◆ Text to read ◆
------------------------

Location
- 1600 North Morris St Gastonia, North Carolina 28052 United States
- 35°16′49″N 81°11′26″W﻿ / ﻿35.28028°N 81.19056°W

Information
- Type: Public Magnet
- Motto: "A world class school educating world class students"
- Established: 2000 (26 years ago)
- School district: Gaston County Schools
- Category: Magnet school
- CEEB code: 341450
- Principal: Susan Redmond
- Staff: 38.75 (FTE)
- Enrollment: 538 (2024–2025)
- Student to teacher ratio: 13.88
- Colors: Royal blue and gold
- Team name: Rams
- Rivals: Bessemer City High School Cherryville High School
- Website: highland.gaston.k12.nc.us

= Highland School of Technology =

American public school in North Carolina

== Description ==
Highland School of Technology is a magnet public high school located in Gastonia, North Carolina. It is the first magnet school available to students in the Gaston County Schools public school district and draws students from each of the other nine high schools in the district. The percentage of students at Highland from a particular feeder high school is equal to the overall percentage of that school's students in the district. Students are selected through a lottery among qualified 8th-grade applicants.

The school opened to freshmen and sophomores in the 2000 school year. The first graduating class was in 2003.

------------------------

◆ Given data ◆
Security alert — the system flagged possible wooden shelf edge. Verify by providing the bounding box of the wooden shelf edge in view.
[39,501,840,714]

------------------------

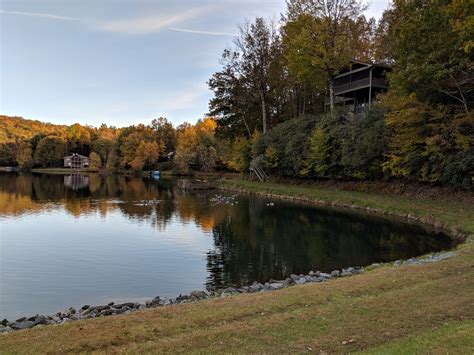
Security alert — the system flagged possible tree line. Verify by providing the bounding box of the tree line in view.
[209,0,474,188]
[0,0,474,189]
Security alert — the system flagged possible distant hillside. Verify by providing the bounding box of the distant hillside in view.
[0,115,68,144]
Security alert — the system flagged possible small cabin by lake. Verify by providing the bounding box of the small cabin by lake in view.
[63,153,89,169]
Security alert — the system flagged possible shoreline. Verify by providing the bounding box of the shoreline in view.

------------------------

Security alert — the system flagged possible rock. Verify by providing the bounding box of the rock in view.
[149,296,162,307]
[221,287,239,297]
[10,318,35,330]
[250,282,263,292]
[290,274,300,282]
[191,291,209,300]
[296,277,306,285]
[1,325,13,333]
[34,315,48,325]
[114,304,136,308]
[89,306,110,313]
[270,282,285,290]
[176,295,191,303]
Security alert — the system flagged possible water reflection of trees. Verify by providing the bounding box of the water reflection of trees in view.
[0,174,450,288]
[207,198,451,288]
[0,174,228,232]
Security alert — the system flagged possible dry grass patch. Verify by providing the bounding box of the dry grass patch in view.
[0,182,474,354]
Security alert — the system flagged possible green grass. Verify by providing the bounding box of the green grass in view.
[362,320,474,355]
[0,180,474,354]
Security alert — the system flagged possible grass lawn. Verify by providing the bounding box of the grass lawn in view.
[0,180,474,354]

------------------------

◆ Actions to take ◆
(a) Can you copy from the listing, word for word, the lines starting at the one containing "Security alert — the system flagged possible wooden" and ending with the one containing "[39,501,840,714]", both included?
(b) How would the article on Highland School of Technology continue after its last sentence?

◆ Responses per task ◆
(a)
Security alert — the system flagged possible wooden shelf edge. Verify by providing the bounding box of the wooden shelf edge in view.
[39,501,840,714]

(b)
== Athletics ==
For women's sports, Highland participates in cheer, tennis, soccer, softball, cross country, track and field, swim, volleyball, basketball, tennis, and golf. For men's sports, Highland participates in cheer, tennis, soccer, baseball, cross country, track and field, swim, football, basketball, tennis, and golf.

Highland has a notorious record for being subpar in athletics, at one point losing 34 straight games in football. Jimmy White is the current football head coach, and also a former alumni.

== Principals ==
Highland School of Technology has had five principals:
David Baldaia, who was the school's inaugural principal, but he left without serving a year to start Phillip O. Berry Academy of Technology in Charlotte-Mecklenburg Schools system.

Lee Dedmon, UNC' NIT Championship Center "6 foot 11 and 3/4" became the principal in 2001 and remained active until July 1, 2013, when he retired to join the county school board and was succeeded by Denise McLean as principal of Highland.
McLean had at one time served as Dedmon's assistant principal at HST. Josh Allen served as her assistant principal.

On June 27, 2019, James Montgomery was assigned by the school board to become principal for the 2019-20 school year. Elizabeth Leonard served as assistant principal until 2022.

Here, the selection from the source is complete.